▸ **MATERIAL FOR THIS TASK**

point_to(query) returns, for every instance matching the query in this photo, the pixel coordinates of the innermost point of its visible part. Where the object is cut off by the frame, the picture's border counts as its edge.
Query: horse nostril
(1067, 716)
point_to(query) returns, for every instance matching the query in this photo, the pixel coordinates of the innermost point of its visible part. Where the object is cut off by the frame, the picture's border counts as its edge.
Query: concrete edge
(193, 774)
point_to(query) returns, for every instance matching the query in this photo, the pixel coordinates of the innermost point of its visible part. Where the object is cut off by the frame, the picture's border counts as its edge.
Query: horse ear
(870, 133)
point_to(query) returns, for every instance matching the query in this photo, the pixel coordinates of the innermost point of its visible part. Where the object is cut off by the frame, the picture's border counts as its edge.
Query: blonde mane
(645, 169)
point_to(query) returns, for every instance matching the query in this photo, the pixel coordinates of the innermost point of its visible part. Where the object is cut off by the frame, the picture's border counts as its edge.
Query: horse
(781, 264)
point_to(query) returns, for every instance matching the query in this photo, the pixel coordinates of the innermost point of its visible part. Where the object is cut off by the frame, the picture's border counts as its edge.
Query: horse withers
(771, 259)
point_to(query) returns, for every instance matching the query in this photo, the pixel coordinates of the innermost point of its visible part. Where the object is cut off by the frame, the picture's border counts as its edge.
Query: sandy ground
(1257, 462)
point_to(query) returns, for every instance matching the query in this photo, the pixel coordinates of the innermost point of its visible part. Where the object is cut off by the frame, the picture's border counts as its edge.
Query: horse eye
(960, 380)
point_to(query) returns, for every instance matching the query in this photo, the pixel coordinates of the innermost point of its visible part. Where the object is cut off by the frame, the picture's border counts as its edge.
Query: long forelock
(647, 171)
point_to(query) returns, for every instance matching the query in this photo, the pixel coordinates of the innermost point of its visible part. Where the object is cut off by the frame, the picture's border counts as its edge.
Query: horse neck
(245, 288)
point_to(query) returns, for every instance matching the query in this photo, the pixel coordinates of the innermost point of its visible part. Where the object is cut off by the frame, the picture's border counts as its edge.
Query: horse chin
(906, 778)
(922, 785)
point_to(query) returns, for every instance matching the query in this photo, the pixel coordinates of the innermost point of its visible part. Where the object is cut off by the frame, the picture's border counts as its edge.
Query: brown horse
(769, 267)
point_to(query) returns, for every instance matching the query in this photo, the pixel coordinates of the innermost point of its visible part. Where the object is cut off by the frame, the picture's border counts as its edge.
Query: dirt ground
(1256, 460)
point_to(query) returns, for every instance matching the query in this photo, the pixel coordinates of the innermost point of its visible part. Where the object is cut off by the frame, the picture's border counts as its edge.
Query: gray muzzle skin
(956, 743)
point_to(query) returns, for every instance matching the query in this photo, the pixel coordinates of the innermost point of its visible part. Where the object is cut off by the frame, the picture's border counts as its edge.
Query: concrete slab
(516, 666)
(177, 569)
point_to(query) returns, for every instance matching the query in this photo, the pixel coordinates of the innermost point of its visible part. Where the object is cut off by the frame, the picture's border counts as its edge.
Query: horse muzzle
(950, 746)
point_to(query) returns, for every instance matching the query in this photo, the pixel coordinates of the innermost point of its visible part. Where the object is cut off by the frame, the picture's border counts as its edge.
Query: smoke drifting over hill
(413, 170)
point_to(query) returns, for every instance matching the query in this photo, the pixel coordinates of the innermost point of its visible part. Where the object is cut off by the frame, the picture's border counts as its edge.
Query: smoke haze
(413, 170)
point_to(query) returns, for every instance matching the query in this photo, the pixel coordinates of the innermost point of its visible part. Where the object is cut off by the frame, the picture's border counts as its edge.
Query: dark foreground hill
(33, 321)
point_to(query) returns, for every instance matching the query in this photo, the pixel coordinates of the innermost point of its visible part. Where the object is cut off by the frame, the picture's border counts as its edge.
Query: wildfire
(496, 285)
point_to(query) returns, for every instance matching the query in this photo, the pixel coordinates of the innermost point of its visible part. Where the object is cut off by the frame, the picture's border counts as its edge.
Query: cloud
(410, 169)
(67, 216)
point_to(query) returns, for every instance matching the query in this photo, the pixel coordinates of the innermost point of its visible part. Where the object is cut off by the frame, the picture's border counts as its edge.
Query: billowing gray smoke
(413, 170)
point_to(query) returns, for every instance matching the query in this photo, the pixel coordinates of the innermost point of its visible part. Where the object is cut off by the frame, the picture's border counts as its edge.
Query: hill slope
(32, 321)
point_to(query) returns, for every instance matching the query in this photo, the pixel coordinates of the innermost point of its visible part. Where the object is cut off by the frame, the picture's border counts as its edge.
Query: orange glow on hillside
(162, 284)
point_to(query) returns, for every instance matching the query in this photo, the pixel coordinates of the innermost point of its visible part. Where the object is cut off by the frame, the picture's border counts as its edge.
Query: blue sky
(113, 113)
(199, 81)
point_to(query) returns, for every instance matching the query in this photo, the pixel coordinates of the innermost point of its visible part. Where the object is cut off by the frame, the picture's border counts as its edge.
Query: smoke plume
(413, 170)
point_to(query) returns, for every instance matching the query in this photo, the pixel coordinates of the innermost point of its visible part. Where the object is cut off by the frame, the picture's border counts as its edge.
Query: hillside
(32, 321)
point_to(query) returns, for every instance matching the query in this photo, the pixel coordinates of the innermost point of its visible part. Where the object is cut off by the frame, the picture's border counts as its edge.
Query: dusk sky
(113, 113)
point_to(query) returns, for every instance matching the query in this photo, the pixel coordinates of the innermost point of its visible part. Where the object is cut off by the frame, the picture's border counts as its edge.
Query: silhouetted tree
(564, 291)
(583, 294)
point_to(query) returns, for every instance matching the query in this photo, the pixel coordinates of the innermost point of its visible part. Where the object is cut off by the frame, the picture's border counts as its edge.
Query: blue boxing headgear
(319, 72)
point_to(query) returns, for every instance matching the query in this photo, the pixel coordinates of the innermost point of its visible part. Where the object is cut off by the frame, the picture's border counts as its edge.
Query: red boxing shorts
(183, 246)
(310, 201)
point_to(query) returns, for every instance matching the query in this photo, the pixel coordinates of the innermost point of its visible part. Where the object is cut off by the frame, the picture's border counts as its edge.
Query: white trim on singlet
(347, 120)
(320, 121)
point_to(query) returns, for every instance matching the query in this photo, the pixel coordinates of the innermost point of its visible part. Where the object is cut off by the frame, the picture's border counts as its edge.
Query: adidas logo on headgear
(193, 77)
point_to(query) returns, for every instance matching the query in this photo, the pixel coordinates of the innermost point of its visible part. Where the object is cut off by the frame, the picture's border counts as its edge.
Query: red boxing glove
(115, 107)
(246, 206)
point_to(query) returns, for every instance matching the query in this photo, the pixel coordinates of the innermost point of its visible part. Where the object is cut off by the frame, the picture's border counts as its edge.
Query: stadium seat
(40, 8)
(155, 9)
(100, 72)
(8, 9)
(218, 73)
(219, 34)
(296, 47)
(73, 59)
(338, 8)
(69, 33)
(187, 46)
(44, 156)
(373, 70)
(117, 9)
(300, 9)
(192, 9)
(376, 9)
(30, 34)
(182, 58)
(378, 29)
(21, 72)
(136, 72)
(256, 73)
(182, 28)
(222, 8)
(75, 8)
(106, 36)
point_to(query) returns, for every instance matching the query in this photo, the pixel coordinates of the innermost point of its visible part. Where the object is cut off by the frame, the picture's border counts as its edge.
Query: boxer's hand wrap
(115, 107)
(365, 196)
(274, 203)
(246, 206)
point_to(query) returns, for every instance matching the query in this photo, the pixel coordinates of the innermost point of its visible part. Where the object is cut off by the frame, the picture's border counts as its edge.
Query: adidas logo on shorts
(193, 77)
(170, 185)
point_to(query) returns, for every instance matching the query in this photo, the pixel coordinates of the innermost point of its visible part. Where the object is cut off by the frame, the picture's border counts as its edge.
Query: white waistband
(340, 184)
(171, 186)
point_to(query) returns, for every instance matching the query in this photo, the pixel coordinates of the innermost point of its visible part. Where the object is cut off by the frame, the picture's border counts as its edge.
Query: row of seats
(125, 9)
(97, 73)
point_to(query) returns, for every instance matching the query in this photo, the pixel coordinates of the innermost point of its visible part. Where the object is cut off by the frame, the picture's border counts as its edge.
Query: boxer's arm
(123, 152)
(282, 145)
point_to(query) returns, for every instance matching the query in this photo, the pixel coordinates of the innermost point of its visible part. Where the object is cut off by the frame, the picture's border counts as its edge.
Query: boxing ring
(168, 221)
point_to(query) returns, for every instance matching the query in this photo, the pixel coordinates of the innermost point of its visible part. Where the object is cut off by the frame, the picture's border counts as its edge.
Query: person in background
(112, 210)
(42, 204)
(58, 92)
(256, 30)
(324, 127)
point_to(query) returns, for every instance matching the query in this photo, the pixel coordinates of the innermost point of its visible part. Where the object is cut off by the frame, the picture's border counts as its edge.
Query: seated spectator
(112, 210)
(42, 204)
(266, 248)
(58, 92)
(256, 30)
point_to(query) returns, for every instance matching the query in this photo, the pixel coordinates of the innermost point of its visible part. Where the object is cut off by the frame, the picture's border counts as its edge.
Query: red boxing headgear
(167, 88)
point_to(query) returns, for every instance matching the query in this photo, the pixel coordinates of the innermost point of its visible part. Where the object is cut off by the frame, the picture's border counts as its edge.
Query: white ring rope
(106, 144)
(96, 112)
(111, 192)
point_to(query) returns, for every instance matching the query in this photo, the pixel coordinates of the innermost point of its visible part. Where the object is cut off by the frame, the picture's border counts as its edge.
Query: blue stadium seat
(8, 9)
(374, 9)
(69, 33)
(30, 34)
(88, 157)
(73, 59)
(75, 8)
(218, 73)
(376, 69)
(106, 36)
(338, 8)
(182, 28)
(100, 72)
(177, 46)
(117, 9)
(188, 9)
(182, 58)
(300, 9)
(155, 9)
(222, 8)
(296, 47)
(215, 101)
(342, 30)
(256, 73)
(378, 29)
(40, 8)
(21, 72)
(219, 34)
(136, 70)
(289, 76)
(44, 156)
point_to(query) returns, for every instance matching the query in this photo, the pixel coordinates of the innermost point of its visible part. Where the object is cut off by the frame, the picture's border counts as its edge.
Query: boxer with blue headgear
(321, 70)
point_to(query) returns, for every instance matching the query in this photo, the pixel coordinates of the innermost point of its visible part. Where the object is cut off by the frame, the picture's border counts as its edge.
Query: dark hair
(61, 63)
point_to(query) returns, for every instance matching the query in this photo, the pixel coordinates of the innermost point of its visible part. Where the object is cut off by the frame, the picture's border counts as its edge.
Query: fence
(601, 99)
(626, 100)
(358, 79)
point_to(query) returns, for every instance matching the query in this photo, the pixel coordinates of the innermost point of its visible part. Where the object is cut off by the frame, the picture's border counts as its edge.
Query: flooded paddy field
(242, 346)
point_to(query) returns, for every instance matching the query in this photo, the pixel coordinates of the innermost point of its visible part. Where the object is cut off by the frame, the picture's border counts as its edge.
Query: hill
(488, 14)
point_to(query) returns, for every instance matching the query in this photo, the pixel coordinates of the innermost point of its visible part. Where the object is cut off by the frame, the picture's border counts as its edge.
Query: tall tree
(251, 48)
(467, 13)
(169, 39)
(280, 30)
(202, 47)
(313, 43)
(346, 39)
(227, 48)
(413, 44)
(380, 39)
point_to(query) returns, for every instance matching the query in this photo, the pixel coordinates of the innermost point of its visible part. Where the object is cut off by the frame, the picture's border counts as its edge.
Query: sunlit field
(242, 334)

▸ **WRITTEN REQUEST**
Please copy out each line of the records above that contains the word "blue", leaving out all other lines.

▸ **SOLVED PROBLEM**
Query: blue sky
Query: blue boxing headgear
Query: blue stadium seat
Query: boxer with blue headgear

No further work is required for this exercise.